Given instruction:
Copy out the records below word for word, leaving out the pictures.

[Entries from a pointing dataset]

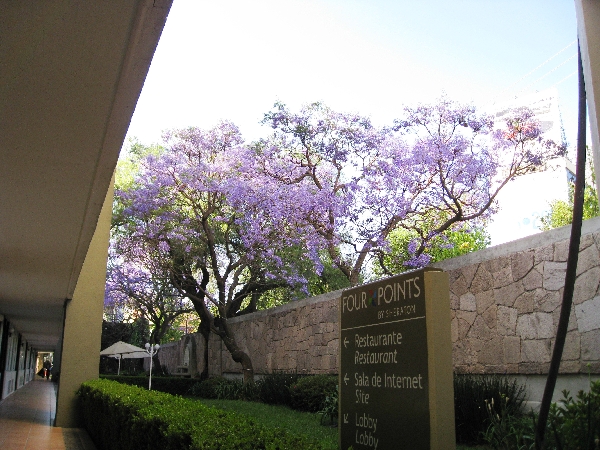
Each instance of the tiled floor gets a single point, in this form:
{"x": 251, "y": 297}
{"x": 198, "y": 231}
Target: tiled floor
{"x": 26, "y": 418}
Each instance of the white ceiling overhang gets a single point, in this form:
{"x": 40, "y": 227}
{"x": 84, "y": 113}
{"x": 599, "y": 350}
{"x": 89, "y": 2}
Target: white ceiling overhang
{"x": 70, "y": 76}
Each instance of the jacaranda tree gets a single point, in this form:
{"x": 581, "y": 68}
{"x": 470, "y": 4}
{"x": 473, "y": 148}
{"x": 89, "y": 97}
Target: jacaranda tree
{"x": 227, "y": 229}
{"x": 240, "y": 220}
{"x": 437, "y": 167}
{"x": 139, "y": 287}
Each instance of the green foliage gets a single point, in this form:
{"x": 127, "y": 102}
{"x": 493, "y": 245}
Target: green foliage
{"x": 121, "y": 417}
{"x": 282, "y": 417}
{"x": 509, "y": 429}
{"x": 329, "y": 413}
{"x": 275, "y": 388}
{"x": 310, "y": 392}
{"x": 208, "y": 388}
{"x": 471, "y": 392}
{"x": 169, "y": 385}
{"x": 561, "y": 212}
{"x": 575, "y": 423}
{"x": 449, "y": 244}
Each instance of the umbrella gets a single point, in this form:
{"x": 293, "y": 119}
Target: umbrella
{"x": 121, "y": 350}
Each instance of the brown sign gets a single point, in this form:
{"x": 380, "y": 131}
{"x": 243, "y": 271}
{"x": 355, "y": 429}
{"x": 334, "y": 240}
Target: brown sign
{"x": 384, "y": 383}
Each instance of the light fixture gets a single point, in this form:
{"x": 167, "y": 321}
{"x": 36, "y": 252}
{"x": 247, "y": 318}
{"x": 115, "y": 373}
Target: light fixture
{"x": 151, "y": 350}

Solution to the problem:
Each instance of the tiled floor gets a single point, in this form:
{"x": 251, "y": 297}
{"x": 198, "y": 231}
Target: tiled floor
{"x": 26, "y": 418}
Each instance of the white ceiling overhang gets a single point, in this form:
{"x": 40, "y": 227}
{"x": 84, "y": 113}
{"x": 599, "y": 350}
{"x": 89, "y": 2}
Target: white ceiling overhang
{"x": 70, "y": 76}
Each instance of the jacaranda tree gets a single point, in this form:
{"x": 581, "y": 68}
{"x": 470, "y": 4}
{"x": 473, "y": 148}
{"x": 89, "y": 97}
Target: jacaranda tree
{"x": 227, "y": 229}
{"x": 240, "y": 220}
{"x": 437, "y": 167}
{"x": 139, "y": 287}
Each instance of the green foliage gets a single point, in this form:
{"x": 127, "y": 102}
{"x": 493, "y": 245}
Target: green foliage
{"x": 121, "y": 417}
{"x": 282, "y": 417}
{"x": 509, "y": 429}
{"x": 329, "y": 413}
{"x": 275, "y": 388}
{"x": 310, "y": 392}
{"x": 208, "y": 388}
{"x": 471, "y": 392}
{"x": 169, "y": 385}
{"x": 561, "y": 212}
{"x": 575, "y": 423}
{"x": 449, "y": 244}
Each instance of the umbrella gets a single point, in this form:
{"x": 293, "y": 119}
Target: umbrella
{"x": 121, "y": 350}
Each instance of the brown sign gets a single point, in this form:
{"x": 380, "y": 131}
{"x": 243, "y": 271}
{"x": 355, "y": 429}
{"x": 334, "y": 240}
Target: brown sign
{"x": 384, "y": 383}
Each instance of the light fixture gets a single point, in this form:
{"x": 167, "y": 321}
{"x": 36, "y": 252}
{"x": 247, "y": 318}
{"x": 115, "y": 373}
Target: light fixture
{"x": 151, "y": 350}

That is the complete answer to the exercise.